Labeled region records

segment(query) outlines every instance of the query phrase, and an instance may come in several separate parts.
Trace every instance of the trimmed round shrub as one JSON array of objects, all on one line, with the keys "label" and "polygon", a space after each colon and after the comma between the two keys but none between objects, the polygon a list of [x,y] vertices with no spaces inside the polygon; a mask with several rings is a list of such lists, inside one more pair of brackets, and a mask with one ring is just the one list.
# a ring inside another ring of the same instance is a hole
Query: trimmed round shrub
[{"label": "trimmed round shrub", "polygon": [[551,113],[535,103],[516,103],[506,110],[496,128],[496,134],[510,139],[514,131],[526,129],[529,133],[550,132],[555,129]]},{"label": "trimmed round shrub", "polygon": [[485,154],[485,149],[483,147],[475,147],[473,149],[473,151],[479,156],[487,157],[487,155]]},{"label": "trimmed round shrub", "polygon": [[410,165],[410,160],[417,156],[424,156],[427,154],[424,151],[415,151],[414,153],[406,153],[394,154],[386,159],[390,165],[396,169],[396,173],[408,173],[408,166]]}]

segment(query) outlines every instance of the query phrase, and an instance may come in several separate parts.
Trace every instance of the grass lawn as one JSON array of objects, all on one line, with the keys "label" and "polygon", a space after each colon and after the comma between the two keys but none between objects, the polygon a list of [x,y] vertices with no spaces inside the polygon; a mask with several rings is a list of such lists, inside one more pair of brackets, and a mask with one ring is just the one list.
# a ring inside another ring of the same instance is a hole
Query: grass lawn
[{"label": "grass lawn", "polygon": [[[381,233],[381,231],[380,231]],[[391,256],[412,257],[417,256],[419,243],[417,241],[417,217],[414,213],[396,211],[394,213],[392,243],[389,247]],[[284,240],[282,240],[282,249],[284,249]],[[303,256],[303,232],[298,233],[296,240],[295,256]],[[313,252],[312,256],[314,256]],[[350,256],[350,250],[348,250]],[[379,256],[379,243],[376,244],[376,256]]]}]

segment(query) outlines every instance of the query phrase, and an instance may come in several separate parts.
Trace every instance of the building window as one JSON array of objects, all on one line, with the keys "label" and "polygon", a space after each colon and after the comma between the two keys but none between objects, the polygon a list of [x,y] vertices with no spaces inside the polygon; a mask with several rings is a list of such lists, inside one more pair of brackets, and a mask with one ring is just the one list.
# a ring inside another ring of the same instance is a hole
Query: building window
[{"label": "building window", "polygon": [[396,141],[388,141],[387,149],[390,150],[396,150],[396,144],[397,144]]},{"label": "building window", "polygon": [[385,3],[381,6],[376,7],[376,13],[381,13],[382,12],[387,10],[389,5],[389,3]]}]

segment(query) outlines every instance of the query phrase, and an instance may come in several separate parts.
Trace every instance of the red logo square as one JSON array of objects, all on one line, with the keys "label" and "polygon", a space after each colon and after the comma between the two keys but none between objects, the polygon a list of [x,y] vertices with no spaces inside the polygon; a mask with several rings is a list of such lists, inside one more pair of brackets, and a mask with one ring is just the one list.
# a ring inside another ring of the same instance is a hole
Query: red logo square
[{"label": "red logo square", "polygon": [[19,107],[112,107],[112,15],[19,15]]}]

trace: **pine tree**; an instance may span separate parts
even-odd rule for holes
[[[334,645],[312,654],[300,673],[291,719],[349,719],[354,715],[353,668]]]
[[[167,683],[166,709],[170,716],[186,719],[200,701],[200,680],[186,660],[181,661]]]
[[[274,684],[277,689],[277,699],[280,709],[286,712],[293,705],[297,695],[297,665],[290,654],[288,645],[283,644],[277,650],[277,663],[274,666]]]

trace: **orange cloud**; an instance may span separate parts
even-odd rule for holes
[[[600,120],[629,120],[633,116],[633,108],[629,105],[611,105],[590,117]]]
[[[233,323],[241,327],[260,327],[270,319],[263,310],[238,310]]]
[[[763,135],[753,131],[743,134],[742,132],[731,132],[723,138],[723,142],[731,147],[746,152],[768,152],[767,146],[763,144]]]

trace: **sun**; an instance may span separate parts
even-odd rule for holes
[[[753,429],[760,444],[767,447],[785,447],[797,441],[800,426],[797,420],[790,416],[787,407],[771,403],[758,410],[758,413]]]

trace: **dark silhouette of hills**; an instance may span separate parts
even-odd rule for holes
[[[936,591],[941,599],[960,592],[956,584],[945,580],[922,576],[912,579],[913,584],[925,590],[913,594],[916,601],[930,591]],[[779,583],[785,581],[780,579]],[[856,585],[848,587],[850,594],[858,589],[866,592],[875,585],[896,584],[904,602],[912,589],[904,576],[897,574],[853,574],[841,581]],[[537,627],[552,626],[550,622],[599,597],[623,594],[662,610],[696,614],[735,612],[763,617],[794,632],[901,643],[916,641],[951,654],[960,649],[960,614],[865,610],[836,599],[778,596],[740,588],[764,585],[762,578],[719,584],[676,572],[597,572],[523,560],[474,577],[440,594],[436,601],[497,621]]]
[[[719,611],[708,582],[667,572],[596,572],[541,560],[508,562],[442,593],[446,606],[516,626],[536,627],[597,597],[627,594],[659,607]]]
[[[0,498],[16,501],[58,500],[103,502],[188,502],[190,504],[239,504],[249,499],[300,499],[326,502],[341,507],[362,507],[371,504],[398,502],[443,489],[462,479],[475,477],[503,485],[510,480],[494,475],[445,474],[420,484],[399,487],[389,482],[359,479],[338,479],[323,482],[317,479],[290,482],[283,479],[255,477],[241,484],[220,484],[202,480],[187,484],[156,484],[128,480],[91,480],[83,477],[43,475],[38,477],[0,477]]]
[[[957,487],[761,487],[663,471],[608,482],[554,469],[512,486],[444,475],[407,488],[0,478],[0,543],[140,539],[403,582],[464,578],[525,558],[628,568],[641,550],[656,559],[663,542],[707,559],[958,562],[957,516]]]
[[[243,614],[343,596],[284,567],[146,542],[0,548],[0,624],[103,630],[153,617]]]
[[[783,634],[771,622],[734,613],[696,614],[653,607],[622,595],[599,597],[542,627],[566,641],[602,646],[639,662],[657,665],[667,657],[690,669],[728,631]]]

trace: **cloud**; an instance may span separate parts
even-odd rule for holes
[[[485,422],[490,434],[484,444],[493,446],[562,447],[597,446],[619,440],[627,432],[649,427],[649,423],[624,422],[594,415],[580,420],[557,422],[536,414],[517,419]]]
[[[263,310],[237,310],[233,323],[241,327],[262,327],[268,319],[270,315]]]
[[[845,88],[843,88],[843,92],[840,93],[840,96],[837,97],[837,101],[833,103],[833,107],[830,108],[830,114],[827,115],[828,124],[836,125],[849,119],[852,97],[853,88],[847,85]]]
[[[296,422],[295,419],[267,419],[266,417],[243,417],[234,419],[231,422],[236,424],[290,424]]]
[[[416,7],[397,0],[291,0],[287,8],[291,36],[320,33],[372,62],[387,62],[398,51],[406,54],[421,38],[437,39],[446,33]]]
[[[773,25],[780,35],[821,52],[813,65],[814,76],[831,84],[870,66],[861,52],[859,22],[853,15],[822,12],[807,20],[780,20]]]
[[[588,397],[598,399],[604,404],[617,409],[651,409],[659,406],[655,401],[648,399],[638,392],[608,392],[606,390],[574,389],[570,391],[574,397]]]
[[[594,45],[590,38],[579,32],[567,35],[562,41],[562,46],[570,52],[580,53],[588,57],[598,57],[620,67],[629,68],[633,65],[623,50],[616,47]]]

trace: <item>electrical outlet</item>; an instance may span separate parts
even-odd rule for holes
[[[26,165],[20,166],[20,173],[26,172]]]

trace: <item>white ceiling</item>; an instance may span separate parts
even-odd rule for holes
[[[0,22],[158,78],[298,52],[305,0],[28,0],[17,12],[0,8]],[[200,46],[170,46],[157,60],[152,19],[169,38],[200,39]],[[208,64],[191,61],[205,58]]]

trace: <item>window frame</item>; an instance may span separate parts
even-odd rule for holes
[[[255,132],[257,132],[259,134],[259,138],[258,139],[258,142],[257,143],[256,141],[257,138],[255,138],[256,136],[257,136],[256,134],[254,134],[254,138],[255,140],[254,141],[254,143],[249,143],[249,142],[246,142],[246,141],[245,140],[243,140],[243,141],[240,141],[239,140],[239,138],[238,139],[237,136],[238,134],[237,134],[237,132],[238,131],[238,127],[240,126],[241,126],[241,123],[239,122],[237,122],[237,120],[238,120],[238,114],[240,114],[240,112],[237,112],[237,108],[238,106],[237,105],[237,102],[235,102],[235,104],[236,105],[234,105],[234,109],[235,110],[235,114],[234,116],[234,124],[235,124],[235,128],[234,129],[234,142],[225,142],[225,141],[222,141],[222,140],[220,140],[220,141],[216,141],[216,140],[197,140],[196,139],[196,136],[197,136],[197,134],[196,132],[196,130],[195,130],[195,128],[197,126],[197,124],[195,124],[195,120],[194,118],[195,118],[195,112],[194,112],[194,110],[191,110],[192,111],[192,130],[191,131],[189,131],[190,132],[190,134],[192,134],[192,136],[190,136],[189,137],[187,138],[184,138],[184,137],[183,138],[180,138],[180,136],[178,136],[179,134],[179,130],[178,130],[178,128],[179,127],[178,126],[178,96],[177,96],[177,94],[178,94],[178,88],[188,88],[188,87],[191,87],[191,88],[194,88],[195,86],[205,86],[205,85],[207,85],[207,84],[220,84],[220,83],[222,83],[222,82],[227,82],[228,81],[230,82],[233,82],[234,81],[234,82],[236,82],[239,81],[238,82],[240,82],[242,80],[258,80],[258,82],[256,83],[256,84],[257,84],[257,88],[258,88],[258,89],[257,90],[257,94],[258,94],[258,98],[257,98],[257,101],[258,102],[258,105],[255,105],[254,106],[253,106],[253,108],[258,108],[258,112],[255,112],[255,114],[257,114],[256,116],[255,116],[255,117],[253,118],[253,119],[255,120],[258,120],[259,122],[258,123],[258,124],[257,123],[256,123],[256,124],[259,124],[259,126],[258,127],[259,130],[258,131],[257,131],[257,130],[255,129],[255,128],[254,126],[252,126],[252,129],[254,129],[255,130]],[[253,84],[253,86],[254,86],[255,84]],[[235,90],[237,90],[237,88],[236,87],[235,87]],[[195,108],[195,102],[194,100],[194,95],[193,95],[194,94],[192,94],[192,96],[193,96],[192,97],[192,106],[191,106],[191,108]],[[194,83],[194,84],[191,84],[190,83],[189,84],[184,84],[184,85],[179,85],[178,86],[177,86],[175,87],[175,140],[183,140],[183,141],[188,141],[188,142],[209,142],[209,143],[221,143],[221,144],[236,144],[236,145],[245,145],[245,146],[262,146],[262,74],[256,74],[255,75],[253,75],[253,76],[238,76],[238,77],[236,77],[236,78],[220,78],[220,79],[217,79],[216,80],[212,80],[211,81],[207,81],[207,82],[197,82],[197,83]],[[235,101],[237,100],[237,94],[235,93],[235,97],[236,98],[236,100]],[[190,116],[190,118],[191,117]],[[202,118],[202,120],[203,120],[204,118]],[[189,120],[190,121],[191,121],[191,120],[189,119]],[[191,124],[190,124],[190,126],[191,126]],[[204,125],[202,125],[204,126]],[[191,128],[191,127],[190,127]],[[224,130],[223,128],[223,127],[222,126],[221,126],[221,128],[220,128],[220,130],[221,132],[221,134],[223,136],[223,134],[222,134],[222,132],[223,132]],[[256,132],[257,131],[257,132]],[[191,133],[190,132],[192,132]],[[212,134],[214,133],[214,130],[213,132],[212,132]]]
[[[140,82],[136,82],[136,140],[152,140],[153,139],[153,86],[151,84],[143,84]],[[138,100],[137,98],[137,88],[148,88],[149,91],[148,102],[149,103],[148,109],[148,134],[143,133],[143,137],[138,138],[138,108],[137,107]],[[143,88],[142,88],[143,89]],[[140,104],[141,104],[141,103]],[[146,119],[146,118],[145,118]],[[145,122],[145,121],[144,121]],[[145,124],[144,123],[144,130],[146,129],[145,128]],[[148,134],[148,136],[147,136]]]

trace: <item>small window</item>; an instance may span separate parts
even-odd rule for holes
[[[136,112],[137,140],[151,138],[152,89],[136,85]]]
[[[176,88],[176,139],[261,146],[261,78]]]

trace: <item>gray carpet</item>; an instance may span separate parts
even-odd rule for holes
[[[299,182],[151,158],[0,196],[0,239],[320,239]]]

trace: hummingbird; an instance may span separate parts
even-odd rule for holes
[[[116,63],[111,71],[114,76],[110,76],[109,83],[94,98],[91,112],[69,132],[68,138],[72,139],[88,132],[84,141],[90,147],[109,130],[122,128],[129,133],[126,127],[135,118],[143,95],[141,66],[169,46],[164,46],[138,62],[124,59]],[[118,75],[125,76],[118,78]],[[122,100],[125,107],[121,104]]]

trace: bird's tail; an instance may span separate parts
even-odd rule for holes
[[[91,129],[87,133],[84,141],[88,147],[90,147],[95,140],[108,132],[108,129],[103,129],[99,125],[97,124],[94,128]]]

TO DO
Please write out the rows starting at the line that contains "trace: hummingbird; an" and ending at the last line of the rows, keeping every line unchanged.

RESPONSE
trace: hummingbird; an instance may span separate parts
even-odd rule for holes
[[[116,63],[111,71],[114,76],[110,76],[109,83],[94,98],[91,112],[69,132],[68,138],[72,139],[88,132],[84,141],[90,147],[109,130],[122,128],[129,133],[126,127],[135,118],[143,95],[141,66],[169,46],[164,46],[138,62],[124,59]],[[118,75],[125,76],[118,78]],[[122,100],[125,107],[121,104]]]

trace: bird's tail; an instance may span separate parts
even-odd rule for holes
[[[91,129],[87,133],[84,141],[88,147],[90,147],[95,140],[108,132],[108,129],[103,129],[99,125],[97,124],[94,128]]]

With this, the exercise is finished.